# What to work on
All that should be output is the block of lines below from the line with "Pick out the road" to the line with "Pick out the white car, placing", both included, exactly as written.

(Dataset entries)
##########
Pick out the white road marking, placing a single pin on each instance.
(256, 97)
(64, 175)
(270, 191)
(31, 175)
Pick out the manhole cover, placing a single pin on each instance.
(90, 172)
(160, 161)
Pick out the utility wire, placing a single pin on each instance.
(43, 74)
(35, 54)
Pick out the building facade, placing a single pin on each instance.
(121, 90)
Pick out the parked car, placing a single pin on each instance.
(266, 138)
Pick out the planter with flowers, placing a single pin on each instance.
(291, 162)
##########
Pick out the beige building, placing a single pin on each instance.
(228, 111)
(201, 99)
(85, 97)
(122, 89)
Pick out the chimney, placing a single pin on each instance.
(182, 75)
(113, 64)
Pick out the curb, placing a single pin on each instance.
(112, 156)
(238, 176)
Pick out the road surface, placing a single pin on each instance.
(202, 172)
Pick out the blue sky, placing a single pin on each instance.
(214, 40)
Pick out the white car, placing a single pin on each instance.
##########
# Written response
Pick out the road surface, placing a single pin on each instance.
(202, 172)
Pick out the blue sky, placing a single pin on each instance.
(214, 40)
Pick out the white car, placing a single pin on each instance.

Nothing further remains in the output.